## PROBLEM DESCRIPTION
Output, word for word, the lines of this listing that fall between the line with "110 151 L 74" and the line with "225 112 L 159", counting both of those lines, and no others.

○ ○ ○

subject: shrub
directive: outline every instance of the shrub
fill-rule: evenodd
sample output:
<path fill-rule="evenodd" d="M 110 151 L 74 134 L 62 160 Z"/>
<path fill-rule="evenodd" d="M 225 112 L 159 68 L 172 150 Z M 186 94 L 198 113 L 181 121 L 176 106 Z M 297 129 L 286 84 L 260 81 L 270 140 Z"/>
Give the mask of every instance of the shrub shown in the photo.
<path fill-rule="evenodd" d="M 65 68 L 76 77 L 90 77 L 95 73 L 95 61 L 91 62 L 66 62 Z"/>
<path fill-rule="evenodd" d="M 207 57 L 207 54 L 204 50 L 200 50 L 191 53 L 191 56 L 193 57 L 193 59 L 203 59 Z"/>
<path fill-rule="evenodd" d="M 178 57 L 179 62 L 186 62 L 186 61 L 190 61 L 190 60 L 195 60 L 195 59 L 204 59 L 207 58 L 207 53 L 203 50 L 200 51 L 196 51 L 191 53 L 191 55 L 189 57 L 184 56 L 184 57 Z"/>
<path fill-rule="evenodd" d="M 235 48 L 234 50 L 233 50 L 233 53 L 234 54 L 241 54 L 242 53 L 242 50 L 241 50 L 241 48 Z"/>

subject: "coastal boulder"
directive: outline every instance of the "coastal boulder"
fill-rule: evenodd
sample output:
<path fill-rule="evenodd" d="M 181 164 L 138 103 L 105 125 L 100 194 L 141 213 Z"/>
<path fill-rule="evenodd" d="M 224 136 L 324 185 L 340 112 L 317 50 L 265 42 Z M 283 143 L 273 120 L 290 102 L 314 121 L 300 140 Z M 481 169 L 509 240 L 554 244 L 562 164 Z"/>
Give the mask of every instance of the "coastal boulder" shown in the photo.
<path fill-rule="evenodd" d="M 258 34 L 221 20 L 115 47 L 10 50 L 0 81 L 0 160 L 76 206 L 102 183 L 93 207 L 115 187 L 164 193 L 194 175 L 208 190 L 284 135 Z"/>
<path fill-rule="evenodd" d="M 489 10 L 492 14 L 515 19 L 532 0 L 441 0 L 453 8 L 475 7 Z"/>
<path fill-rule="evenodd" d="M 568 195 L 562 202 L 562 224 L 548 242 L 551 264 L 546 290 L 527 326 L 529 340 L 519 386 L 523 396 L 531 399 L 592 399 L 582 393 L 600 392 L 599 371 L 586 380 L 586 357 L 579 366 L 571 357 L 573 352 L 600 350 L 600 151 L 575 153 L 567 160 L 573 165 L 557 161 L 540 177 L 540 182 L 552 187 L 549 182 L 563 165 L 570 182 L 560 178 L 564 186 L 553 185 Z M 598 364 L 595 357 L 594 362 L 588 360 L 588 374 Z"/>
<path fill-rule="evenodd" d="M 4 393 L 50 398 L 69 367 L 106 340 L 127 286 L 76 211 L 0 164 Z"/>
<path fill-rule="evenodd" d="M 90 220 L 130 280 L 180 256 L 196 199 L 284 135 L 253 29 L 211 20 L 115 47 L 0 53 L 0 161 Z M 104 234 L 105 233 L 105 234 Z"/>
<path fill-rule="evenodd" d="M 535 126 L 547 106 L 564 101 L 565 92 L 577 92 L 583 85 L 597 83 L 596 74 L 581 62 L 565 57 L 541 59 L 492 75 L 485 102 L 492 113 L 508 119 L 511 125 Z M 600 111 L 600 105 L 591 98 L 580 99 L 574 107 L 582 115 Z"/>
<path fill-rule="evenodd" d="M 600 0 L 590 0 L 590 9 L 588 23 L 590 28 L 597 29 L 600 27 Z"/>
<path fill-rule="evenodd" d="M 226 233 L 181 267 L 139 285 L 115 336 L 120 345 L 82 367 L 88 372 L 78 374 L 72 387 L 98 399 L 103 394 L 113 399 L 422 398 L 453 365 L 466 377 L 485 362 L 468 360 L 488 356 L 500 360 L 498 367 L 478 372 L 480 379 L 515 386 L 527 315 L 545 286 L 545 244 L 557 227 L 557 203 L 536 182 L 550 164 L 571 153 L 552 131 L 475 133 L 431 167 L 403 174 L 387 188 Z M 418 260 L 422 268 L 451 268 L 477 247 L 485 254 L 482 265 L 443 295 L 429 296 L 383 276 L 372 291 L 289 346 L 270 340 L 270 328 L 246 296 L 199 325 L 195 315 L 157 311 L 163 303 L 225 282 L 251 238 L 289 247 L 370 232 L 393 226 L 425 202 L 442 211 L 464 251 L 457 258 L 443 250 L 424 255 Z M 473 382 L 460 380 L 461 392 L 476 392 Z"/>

○ ○ ○

## WRITTEN RESPONSE
<path fill-rule="evenodd" d="M 110 151 L 74 134 L 62 160 Z"/>
<path fill-rule="evenodd" d="M 225 112 L 159 68 L 172 150 Z M 186 94 L 198 113 L 181 121 L 176 106 Z M 297 129 L 286 84 L 260 81 L 270 140 Z"/>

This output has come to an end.